What the task requires:
Take the line with "Where can you see the bokeh" and the rest of the lines after it, to the end of the entries, and restate them exactly.

════

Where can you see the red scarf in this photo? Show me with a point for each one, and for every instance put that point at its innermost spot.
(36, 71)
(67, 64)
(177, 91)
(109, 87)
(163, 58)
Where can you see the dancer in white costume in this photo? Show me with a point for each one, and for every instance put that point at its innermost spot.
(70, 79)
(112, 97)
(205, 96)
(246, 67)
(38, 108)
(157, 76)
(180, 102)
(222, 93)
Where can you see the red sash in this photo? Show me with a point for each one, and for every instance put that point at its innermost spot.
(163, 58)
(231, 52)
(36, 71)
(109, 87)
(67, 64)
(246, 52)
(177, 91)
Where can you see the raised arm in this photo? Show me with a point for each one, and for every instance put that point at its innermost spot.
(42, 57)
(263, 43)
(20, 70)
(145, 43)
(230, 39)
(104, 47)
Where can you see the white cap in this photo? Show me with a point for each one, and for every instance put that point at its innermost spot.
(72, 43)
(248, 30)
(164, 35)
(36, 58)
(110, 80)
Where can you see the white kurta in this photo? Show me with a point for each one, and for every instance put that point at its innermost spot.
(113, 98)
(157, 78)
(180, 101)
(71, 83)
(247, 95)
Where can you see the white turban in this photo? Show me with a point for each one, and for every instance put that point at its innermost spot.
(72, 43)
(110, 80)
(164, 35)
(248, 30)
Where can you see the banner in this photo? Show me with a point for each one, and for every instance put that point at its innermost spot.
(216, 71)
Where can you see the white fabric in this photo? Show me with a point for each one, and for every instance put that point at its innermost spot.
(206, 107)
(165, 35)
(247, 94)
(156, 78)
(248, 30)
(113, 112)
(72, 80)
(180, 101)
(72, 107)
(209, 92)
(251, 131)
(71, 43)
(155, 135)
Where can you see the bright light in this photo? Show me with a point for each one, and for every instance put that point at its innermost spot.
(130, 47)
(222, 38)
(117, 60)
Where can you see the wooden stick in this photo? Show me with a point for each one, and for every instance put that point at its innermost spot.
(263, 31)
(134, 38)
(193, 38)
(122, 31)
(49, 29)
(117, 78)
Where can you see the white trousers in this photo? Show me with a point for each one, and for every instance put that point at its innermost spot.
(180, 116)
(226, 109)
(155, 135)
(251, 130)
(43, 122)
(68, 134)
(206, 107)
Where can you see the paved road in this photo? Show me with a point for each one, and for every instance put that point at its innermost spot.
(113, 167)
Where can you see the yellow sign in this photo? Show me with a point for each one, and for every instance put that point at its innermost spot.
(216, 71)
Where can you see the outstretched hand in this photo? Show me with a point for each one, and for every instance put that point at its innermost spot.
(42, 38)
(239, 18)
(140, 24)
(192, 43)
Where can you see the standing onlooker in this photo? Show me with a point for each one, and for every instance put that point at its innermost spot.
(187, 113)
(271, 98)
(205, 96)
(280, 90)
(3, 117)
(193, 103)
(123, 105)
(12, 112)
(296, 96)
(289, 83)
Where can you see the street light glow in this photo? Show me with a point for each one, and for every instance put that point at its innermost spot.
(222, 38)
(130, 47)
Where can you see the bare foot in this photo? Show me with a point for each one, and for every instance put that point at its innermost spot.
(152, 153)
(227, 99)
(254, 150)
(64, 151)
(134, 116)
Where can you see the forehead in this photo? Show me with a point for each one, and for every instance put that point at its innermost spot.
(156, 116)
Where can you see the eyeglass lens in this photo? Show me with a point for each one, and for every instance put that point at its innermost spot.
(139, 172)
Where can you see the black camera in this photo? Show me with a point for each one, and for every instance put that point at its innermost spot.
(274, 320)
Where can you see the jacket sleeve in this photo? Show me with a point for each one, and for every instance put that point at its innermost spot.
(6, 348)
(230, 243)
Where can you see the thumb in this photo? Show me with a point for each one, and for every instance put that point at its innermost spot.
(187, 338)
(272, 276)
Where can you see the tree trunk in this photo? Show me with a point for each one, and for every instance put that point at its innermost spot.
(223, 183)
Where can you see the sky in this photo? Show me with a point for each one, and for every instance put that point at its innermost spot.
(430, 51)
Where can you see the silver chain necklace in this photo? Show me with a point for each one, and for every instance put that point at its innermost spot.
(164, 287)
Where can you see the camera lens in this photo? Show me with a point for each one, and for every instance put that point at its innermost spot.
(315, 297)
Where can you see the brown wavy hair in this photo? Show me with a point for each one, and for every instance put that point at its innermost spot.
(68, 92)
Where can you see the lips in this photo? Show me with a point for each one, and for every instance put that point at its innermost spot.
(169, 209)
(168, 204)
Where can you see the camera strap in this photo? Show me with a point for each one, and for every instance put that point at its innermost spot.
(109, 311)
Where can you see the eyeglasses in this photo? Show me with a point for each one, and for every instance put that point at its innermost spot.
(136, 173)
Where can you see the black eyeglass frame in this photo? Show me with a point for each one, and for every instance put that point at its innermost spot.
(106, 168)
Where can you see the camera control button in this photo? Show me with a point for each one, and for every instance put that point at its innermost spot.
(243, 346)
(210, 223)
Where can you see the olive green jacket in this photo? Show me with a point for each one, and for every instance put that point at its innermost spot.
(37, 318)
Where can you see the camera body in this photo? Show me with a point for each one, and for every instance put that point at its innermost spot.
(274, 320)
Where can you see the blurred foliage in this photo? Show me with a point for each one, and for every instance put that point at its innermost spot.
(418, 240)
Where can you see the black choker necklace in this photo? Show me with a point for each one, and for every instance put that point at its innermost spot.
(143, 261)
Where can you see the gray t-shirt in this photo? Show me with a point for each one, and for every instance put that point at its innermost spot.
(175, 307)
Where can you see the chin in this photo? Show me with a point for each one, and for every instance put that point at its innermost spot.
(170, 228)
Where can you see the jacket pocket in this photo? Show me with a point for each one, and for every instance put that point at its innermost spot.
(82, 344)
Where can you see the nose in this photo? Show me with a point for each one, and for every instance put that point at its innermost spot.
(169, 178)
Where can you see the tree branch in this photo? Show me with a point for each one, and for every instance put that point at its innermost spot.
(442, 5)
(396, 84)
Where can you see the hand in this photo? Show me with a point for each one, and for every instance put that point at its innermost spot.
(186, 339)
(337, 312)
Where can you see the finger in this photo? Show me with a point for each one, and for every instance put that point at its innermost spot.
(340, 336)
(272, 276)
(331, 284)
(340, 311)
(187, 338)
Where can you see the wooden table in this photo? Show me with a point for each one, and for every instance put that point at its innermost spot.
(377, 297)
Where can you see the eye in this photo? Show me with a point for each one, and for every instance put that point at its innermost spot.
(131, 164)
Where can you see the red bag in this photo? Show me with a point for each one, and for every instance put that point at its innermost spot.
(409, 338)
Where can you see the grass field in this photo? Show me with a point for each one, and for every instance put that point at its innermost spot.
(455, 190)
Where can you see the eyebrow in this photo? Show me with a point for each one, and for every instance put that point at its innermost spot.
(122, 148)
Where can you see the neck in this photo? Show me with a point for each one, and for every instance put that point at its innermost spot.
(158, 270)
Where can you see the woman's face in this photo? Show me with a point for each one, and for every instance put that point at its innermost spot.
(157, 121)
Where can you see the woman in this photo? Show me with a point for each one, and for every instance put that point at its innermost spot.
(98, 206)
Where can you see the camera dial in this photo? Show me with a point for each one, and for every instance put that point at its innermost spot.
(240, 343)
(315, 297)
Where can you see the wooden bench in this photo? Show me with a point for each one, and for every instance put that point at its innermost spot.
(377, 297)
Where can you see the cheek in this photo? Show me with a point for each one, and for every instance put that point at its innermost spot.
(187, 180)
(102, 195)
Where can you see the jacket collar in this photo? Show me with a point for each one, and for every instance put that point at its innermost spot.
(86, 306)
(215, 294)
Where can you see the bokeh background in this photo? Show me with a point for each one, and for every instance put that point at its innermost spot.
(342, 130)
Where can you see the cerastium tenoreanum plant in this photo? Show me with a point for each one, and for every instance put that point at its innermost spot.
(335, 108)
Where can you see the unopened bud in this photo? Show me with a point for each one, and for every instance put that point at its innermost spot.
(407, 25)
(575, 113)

════

Reply to the exercise:
Where can you see the bokeh background in this photo? Show me with a point for each one, and for every instance put that point at its innermost spot.
(342, 130)
Where can you see the cerastium tenoreanum plant in this photo? Show me with a point for each one, and for every instance put that point at its innermost spot.
(335, 108)
Where can you see the unopened bud in this photo? Show me with a point for each one, and for every instance put that point at its innermost spot.
(407, 25)
(575, 113)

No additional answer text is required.